━━ DATASET RECORDS ━━

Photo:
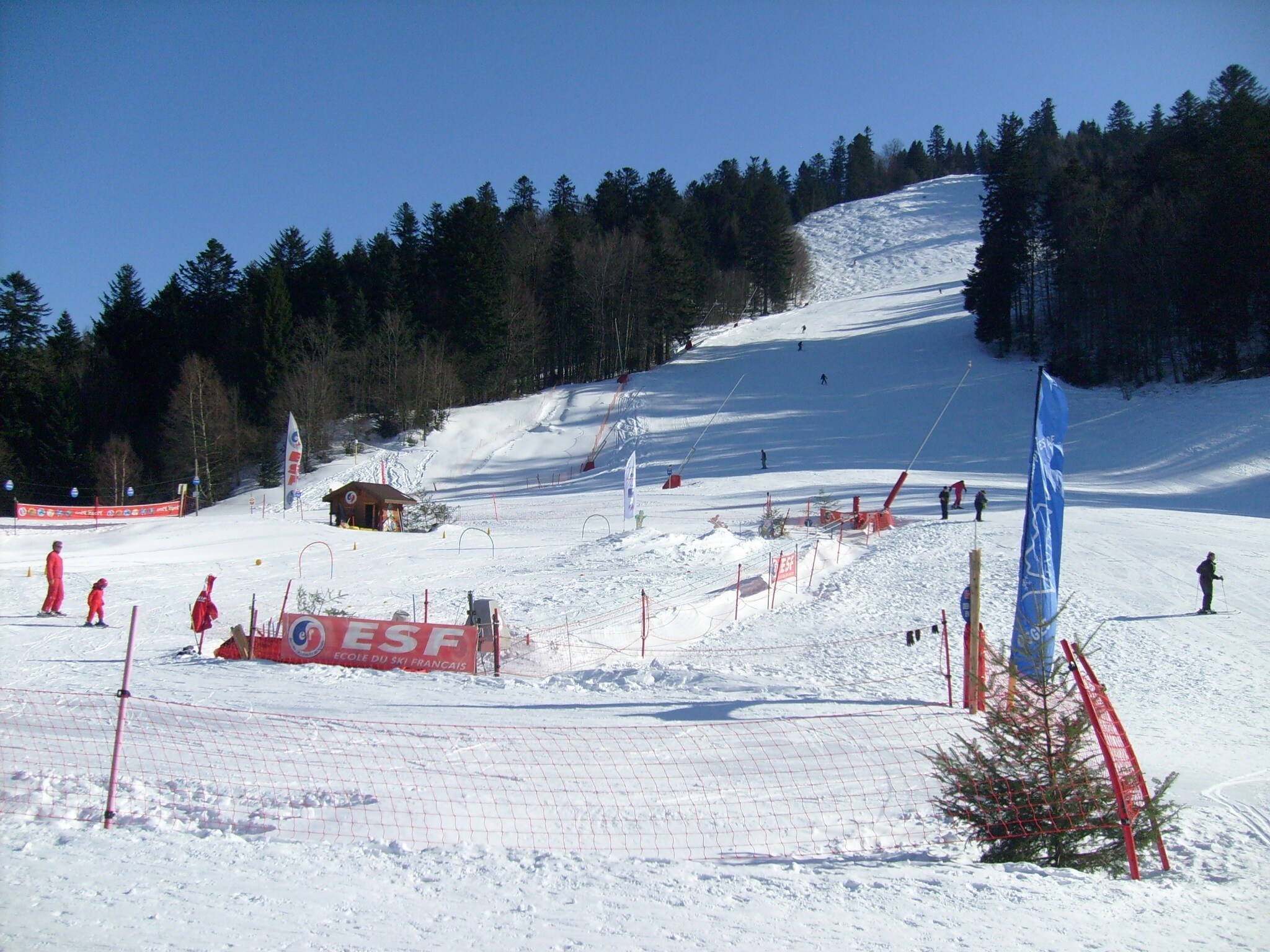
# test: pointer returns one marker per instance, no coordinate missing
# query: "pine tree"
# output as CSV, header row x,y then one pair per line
x,y
1008,220
22,314
525,201
938,149
211,286
65,346
276,333
564,198
766,235
861,165
1030,783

━━━

Pictures are excluded; copy all other data exactly as shown.

Photo:
# test: pointer returns one marker per instance, no coordinate missing
# query: "pine tree"
# output as CSV, header row x,y then one pair per line
x,y
1008,220
22,314
525,201
938,149
211,286
65,346
276,333
564,198
766,235
861,165
1030,783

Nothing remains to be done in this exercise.